Written request:
Return every line of the items below as one string each in a JSON list, leaving out any blank lines.
----
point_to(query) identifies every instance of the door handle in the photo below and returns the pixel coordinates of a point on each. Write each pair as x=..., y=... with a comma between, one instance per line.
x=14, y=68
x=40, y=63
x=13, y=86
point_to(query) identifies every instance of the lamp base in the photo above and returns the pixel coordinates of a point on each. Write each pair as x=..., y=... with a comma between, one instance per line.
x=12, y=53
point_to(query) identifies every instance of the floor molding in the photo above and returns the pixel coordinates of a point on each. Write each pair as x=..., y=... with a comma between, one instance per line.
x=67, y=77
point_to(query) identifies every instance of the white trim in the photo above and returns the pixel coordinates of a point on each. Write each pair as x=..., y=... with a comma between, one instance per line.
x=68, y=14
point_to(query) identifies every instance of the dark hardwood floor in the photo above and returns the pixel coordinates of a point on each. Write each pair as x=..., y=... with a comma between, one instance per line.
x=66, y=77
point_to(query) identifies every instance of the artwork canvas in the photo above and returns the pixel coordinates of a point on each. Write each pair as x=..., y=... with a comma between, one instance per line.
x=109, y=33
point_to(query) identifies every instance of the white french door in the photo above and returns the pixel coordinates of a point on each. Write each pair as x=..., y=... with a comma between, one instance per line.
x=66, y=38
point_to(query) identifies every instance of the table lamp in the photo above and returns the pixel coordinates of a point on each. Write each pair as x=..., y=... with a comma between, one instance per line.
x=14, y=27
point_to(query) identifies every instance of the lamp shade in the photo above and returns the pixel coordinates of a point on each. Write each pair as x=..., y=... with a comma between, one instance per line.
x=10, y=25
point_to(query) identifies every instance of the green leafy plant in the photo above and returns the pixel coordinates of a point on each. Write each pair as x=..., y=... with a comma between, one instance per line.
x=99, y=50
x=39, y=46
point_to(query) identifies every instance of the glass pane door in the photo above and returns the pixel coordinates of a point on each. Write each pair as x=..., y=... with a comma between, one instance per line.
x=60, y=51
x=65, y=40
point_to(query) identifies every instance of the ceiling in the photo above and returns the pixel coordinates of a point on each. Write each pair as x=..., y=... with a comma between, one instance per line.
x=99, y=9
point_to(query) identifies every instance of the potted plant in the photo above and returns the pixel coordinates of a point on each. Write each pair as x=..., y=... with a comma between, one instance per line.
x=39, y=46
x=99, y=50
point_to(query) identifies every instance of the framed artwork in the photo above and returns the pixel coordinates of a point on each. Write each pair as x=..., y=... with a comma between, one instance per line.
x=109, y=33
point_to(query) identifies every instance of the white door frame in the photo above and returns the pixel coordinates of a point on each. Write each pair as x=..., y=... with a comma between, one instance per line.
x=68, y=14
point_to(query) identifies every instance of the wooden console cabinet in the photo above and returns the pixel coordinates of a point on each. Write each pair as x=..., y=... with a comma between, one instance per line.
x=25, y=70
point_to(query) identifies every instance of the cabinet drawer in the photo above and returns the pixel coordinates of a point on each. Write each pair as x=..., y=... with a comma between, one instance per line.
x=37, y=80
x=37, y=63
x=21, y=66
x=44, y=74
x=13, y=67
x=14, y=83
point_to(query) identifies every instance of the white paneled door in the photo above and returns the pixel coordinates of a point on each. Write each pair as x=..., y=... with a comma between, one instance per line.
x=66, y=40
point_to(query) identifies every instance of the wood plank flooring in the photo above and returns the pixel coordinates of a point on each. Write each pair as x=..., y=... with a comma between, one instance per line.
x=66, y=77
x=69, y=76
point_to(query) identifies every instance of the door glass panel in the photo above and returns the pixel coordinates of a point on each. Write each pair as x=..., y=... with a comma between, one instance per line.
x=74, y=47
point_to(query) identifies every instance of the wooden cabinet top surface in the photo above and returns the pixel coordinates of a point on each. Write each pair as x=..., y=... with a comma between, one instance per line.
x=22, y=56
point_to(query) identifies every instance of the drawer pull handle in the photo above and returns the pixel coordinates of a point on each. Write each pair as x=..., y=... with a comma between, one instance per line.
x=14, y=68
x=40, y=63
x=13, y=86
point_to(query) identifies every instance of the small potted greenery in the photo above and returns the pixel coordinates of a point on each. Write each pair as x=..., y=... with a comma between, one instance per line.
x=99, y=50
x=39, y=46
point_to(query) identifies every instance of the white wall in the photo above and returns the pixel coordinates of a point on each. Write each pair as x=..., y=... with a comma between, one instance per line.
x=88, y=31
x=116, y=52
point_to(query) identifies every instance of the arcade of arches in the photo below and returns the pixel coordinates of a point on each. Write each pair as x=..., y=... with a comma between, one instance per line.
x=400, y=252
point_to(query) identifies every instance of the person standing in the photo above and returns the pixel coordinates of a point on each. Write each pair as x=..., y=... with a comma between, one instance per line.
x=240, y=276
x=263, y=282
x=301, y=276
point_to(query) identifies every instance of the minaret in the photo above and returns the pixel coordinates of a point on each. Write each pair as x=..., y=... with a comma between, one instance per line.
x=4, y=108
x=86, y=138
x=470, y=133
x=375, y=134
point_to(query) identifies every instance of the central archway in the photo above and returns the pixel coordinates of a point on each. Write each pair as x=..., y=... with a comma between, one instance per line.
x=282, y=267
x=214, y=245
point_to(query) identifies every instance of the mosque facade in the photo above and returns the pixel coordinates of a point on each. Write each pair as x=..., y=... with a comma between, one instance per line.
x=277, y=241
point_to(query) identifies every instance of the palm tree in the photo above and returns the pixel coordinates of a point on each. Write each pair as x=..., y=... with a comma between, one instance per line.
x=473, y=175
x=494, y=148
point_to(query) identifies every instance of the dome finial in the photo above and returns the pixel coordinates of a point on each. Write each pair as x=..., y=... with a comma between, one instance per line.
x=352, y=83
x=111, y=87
----
Written answer:
[
  "point_to(query) identifies every instance of the door handle in the photo below and returns the pixel coordinates of a point on each. Write each pair as x=..., y=... with a comma between, one instance per line.",
  "x=14, y=68",
  "x=40, y=63",
  "x=13, y=86",
  "point_to(query) identifies every instance of the lamp base in the photo above and returns the pixel coordinates of a point on each. Write each pair as x=..., y=... with a comma between, one instance per line.",
  "x=12, y=53",
  "point_to(query) identifies every instance of the floor molding in the photo above and returns the pixel coordinates of a point on each. Write each pair as x=..., y=... with a comma between, one instance per line.",
  "x=67, y=77",
  "point_to(query) identifies every instance of the white trim in the photo above and returns the pixel coordinates of a point on each. Write each pair as x=..., y=... with a comma between, one instance per line.",
  "x=68, y=14",
  "point_to(query) identifies every instance of the dark hardwood floor in the photo above and returns the pixel coordinates of a point on each. Write each pair as x=..., y=... with a comma between, one instance per line.",
  "x=66, y=77",
  "point_to(query) identifies every instance of the artwork canvas in the photo above and returns the pixel coordinates of a point on each. Write each pair as x=..., y=... with a comma between, one instance per line.",
  "x=109, y=33",
  "point_to(query) identifies every instance of the white french door in the photo above and returns the pixel coordinates of a point on each. Write each pair as x=..., y=... with a comma between, one instance per line.",
  "x=66, y=38",
  "point_to(query) identifies every instance of the table lamp in the photo above and returns the pixel coordinates of a point on each. Write each pair as x=..., y=... with a comma between, one instance per line.",
  "x=14, y=27",
  "point_to(query) identifies every instance of the lamp shade in the photo above and returns the pixel coordinates of a point on each. Write each pair as x=..., y=... with a comma between, one instance per line.",
  "x=10, y=25",
  "point_to(query) identifies every instance of the green leafy plant in the photo above and returns the pixel coordinates of a point on each. Write each pair as x=..., y=... with a comma between, one instance per line.",
  "x=99, y=50",
  "x=39, y=46",
  "point_to(query) identifies every instance of the glass pane door in the photo above and returns the pixel coordinates of a point on each. Write each pair as x=..., y=... with a comma between, one instance per line.",
  "x=60, y=51",
  "x=65, y=40",
  "point_to(query) identifies every instance of the ceiling in the photo above and returns the pixel coordinates of a point on each. Write each pair as x=..., y=... with a comma between, one instance per line.",
  "x=99, y=9",
  "point_to(query) identifies every instance of the potted plant in the photo above and returns the pixel coordinates of a point on each. Write each pair as x=..., y=... with a comma between, one instance per line.",
  "x=39, y=46",
  "x=99, y=50",
  "point_to(query) identifies every instance of the framed artwork in the photo above and returns the pixel coordinates of a point on each. Write each pair as x=..., y=... with a comma between, one instance per line.",
  "x=109, y=33",
  "point_to(query) identifies every instance of the white door frame in the photo above and returns the pixel coordinates of a point on each. Write each pair as x=..., y=... with a comma between, one instance per line.",
  "x=68, y=14",
  "point_to(query) identifies every instance of the wooden console cabinet in the photo above and returns the pixel coordinates of a point on each. Write each pair as x=..., y=... with a comma between, one instance per line.",
  "x=25, y=70",
  "point_to(query) identifies every instance of the cabinet drawer in the photo above and returns the pixel coordinates of a point on each. Write each pair as x=..., y=... with a comma between, one instance per line.",
  "x=37, y=80",
  "x=37, y=63",
  "x=21, y=66",
  "x=44, y=74",
  "x=13, y=67",
  "x=14, y=83",
  "point_to(query) identifies every instance of the white paneled door in the photo above and returns the pixel coordinates of a point on each. Write each pair as x=..., y=... with a comma between, one instance per line.",
  "x=66, y=40",
  "point_to(query) identifies every instance of the wood plank flooring in the photo above and returns the pixel coordinates of a point on each. Write each pair as x=..., y=... with a comma between, one instance per line.",
  "x=66, y=77",
  "x=69, y=76",
  "point_to(query) identifies every instance of the door glass panel in the photo above and returns the pixel coordinates of a point on each. Write each pair as x=..., y=... with a comma between, one instance per line.",
  "x=74, y=47",
  "point_to(query) identifies every instance of the wooden cabinet top surface in the photo above and returns the pixel coordinates of a point on each. Write each pair as x=..., y=... with a comma between, one instance per line.",
  "x=22, y=56",
  "point_to(query) identifies every instance of the drawer pull handle in the photo above and returns the pixel coordinates of a point on each. Write each pair as x=..., y=... with a comma between, one instance per line.",
  "x=14, y=68",
  "x=40, y=63",
  "x=13, y=86",
  "point_to(query) identifies every instance of the small potted greenery in the photo above and returns the pixel coordinates of a point on each. Write each pair as x=..., y=... with a comma between, one instance per line.",
  "x=99, y=50",
  "x=39, y=46",
  "point_to(query) identifies every instance of the white wall in the photo above and returns the pixel coordinates of a point on each. Write each pair as x=..., y=... with a comma between, one instance per line.",
  "x=88, y=31",
  "x=116, y=52",
  "point_to(query) identifies every instance of the arcade of arches in the photo below and returns the pixel coordinates of a point on each. Write each pair as x=..., y=... with a comma between, one instance per line.",
  "x=400, y=252",
  "point_to(query) identifies every instance of the person standing in the photo above and returns the pixel coordinates of a point on each. Write each pair as x=..., y=... with a comma between, one instance per line.",
  "x=240, y=276",
  "x=263, y=282",
  "x=301, y=276",
  "point_to(query) identifies every instance of the minaret in the photo above and returns the pixel coordinates of a point on each. Write each pair as x=..., y=... with a comma between, one instance per line.",
  "x=4, y=108",
  "x=86, y=138",
  "x=470, y=133",
  "x=375, y=134",
  "point_to(query) identifies every instance of the central archway in the photo above and returns the pixel coordinates of a point on each. Write each pair as x=..., y=... with a comma between, one instance per line.",
  "x=282, y=267",
  "x=214, y=245",
  "point_to(query) identifies every instance of the mosque facade in the photo above and returns the pixel coordinates of a point on each. Write each pair as x=..., y=... with a comma between, one instance per line.",
  "x=277, y=241",
  "point_to(query) identifies every instance of the palm tree in the photo above and returns the pixel coordinates of a point on each. Write each pair as x=..., y=... with a comma between, one instance per line.",
  "x=473, y=175",
  "x=494, y=148",
  "point_to(query) identifies every instance of the dome finial in the photo above and returns the pixel coordinates of a point on each. Write each pair as x=..., y=... with a comma between, one instance per line.",
  "x=352, y=83",
  "x=111, y=87"
]